Report how many lines in the data below contain the word "yellow". Case matters, and your reply should be only the number.

# # # # #

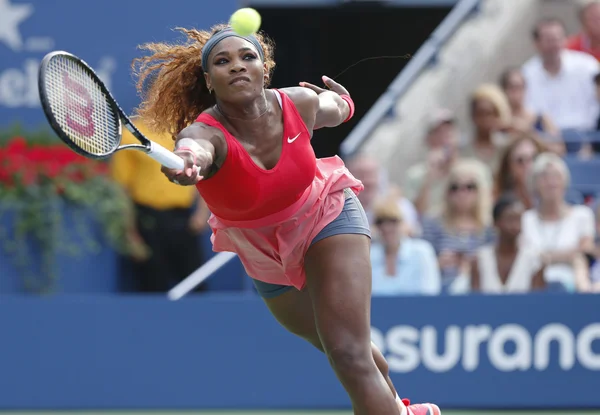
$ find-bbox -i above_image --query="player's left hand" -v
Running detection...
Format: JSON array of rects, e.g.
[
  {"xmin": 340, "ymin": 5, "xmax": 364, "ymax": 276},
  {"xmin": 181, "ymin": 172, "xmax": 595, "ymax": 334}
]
[{"xmin": 300, "ymin": 75, "xmax": 350, "ymax": 95}]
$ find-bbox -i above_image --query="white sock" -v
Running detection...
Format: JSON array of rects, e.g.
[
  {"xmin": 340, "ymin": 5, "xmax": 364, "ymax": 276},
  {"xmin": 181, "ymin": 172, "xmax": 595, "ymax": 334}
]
[{"xmin": 396, "ymin": 394, "xmax": 408, "ymax": 415}]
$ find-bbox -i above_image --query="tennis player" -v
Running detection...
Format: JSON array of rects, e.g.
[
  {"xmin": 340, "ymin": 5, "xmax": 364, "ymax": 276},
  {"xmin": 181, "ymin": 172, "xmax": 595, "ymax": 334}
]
[{"xmin": 134, "ymin": 26, "xmax": 440, "ymax": 415}]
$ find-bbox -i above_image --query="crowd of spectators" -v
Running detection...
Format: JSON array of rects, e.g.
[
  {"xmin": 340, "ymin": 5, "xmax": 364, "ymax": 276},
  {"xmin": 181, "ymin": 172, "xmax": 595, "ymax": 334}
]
[
  {"xmin": 112, "ymin": 0, "xmax": 600, "ymax": 296},
  {"xmin": 348, "ymin": 0, "xmax": 600, "ymax": 295}
]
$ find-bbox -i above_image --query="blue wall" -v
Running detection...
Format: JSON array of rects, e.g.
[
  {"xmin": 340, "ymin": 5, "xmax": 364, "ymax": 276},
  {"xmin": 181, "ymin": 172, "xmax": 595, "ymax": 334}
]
[{"xmin": 0, "ymin": 295, "xmax": 600, "ymax": 409}]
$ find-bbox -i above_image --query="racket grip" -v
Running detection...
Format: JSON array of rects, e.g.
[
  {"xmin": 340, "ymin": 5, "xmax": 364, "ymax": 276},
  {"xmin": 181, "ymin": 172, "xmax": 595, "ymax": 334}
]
[{"xmin": 148, "ymin": 141, "xmax": 185, "ymax": 170}]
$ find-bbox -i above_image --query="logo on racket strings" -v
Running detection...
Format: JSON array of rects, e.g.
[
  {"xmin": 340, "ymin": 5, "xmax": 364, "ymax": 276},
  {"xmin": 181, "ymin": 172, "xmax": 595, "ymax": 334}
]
[{"xmin": 63, "ymin": 72, "xmax": 95, "ymax": 137}]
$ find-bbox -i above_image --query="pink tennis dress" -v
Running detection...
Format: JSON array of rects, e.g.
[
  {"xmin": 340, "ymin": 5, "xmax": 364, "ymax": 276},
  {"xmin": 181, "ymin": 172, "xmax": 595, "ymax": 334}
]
[{"xmin": 196, "ymin": 90, "xmax": 363, "ymax": 289}]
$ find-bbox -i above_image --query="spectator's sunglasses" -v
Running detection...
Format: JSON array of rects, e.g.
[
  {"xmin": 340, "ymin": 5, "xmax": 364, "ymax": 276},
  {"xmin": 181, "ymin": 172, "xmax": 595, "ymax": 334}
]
[
  {"xmin": 513, "ymin": 155, "xmax": 535, "ymax": 166},
  {"xmin": 449, "ymin": 183, "xmax": 477, "ymax": 193}
]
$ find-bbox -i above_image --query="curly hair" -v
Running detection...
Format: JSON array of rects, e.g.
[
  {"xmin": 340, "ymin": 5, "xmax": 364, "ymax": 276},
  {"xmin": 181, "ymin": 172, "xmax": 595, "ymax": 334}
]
[{"xmin": 132, "ymin": 24, "xmax": 275, "ymax": 138}]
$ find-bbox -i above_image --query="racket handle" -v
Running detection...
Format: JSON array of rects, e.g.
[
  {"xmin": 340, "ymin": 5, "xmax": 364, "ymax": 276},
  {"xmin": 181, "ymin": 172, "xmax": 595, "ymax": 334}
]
[{"xmin": 148, "ymin": 141, "xmax": 185, "ymax": 170}]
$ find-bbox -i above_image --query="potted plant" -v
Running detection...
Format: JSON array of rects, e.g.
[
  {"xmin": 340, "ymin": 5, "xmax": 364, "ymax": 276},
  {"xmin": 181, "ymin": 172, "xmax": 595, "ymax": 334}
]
[{"xmin": 0, "ymin": 127, "xmax": 139, "ymax": 293}]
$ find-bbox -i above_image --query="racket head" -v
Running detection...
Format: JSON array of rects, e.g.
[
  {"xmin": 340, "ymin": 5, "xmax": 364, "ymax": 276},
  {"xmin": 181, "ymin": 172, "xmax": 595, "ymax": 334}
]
[{"xmin": 38, "ymin": 51, "xmax": 124, "ymax": 159}]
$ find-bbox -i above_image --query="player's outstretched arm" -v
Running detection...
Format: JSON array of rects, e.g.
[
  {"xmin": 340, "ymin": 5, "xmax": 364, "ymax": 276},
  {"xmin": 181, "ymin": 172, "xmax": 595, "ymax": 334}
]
[
  {"xmin": 161, "ymin": 123, "xmax": 226, "ymax": 186},
  {"xmin": 300, "ymin": 76, "xmax": 354, "ymax": 130}
]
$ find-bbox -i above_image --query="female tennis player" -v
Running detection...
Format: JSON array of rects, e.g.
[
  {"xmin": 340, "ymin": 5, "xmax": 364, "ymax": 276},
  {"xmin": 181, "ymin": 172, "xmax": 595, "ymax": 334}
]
[{"xmin": 135, "ymin": 26, "xmax": 440, "ymax": 415}]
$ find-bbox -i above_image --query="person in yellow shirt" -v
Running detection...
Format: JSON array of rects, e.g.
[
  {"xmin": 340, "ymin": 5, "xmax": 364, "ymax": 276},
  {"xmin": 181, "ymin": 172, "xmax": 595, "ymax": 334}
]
[{"xmin": 111, "ymin": 117, "xmax": 210, "ymax": 292}]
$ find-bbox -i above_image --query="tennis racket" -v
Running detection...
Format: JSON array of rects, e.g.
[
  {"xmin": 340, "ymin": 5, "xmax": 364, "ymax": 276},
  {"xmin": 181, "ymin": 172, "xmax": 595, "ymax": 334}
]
[{"xmin": 38, "ymin": 51, "xmax": 185, "ymax": 170}]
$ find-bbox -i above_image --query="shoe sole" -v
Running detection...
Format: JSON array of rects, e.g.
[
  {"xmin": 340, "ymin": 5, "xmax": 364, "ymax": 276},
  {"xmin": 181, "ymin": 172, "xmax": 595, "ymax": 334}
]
[{"xmin": 425, "ymin": 403, "xmax": 442, "ymax": 415}]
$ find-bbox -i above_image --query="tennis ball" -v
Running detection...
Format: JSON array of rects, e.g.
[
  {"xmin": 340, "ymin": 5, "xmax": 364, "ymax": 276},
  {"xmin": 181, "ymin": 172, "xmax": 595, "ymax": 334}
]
[{"xmin": 229, "ymin": 7, "xmax": 261, "ymax": 36}]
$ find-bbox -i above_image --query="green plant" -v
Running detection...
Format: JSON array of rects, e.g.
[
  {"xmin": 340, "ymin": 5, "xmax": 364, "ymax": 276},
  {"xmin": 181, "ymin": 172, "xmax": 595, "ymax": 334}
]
[{"xmin": 0, "ymin": 126, "xmax": 136, "ymax": 293}]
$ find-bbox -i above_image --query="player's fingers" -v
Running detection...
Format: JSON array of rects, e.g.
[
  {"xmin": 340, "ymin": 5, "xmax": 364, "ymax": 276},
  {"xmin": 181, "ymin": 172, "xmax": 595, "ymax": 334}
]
[
  {"xmin": 300, "ymin": 82, "xmax": 326, "ymax": 94},
  {"xmin": 175, "ymin": 150, "xmax": 197, "ymax": 177},
  {"xmin": 323, "ymin": 75, "xmax": 350, "ymax": 95},
  {"xmin": 160, "ymin": 166, "xmax": 183, "ymax": 181}
]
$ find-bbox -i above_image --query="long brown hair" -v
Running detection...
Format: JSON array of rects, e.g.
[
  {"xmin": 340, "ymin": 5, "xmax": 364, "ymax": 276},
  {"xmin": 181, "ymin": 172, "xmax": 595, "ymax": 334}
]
[
  {"xmin": 132, "ymin": 24, "xmax": 275, "ymax": 141},
  {"xmin": 494, "ymin": 133, "xmax": 547, "ymax": 195}
]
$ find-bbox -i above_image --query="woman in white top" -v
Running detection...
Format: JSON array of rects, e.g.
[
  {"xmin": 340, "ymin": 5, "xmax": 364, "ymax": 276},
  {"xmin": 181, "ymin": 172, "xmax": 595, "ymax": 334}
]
[
  {"xmin": 522, "ymin": 153, "xmax": 595, "ymax": 292},
  {"xmin": 471, "ymin": 195, "xmax": 545, "ymax": 294},
  {"xmin": 371, "ymin": 197, "xmax": 442, "ymax": 296}
]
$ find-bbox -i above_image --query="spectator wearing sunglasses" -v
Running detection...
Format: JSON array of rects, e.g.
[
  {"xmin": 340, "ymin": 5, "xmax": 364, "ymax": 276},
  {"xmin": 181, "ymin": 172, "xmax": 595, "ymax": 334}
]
[
  {"xmin": 423, "ymin": 159, "xmax": 494, "ymax": 293},
  {"xmin": 371, "ymin": 197, "xmax": 441, "ymax": 296},
  {"xmin": 494, "ymin": 134, "xmax": 545, "ymax": 209},
  {"xmin": 471, "ymin": 194, "xmax": 545, "ymax": 294}
]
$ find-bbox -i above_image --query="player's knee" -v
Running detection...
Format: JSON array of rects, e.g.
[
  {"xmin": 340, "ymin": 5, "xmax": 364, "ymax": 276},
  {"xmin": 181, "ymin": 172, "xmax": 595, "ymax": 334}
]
[
  {"xmin": 326, "ymin": 342, "xmax": 375, "ymax": 376},
  {"xmin": 371, "ymin": 343, "xmax": 390, "ymax": 377}
]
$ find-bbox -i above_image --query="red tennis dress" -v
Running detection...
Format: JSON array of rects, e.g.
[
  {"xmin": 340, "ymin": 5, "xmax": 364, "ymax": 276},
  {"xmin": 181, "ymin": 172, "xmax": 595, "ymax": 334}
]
[{"xmin": 196, "ymin": 90, "xmax": 363, "ymax": 289}]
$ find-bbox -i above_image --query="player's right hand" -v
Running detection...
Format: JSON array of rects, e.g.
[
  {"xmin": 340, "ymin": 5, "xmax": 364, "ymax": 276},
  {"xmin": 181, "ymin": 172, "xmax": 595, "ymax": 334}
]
[{"xmin": 161, "ymin": 150, "xmax": 203, "ymax": 186}]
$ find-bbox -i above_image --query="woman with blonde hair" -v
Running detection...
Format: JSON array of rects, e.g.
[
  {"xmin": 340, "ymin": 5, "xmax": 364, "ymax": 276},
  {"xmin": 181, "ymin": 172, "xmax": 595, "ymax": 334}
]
[
  {"xmin": 522, "ymin": 153, "xmax": 595, "ymax": 292},
  {"xmin": 423, "ymin": 159, "xmax": 494, "ymax": 292},
  {"xmin": 461, "ymin": 84, "xmax": 511, "ymax": 175},
  {"xmin": 494, "ymin": 134, "xmax": 546, "ymax": 209}
]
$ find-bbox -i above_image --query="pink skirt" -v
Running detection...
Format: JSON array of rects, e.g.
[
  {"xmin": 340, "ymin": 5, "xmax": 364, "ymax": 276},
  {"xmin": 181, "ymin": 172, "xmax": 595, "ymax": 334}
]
[{"xmin": 208, "ymin": 156, "xmax": 363, "ymax": 290}]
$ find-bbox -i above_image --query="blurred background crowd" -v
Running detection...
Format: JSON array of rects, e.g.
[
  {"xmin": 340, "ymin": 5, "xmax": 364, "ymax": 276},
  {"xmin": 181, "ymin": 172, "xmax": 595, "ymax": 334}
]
[
  {"xmin": 0, "ymin": 1, "xmax": 600, "ymax": 296},
  {"xmin": 0, "ymin": 0, "xmax": 600, "ymax": 413},
  {"xmin": 106, "ymin": 1, "xmax": 600, "ymax": 296}
]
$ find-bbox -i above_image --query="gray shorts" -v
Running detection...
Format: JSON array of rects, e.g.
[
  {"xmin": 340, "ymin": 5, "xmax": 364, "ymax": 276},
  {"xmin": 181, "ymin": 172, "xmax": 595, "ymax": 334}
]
[{"xmin": 252, "ymin": 189, "xmax": 371, "ymax": 298}]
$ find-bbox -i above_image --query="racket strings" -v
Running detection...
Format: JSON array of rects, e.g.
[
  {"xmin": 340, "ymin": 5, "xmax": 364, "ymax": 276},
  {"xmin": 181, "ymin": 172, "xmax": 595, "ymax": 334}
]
[{"xmin": 44, "ymin": 55, "xmax": 120, "ymax": 156}]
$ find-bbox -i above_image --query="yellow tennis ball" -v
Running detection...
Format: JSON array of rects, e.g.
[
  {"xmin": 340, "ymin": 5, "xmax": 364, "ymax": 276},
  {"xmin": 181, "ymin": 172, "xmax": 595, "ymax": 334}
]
[{"xmin": 229, "ymin": 7, "xmax": 261, "ymax": 36}]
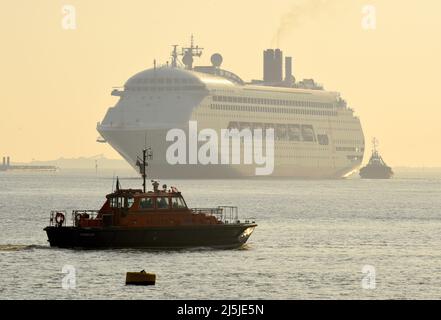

# # # # #

# COMPLETE ANSWER
2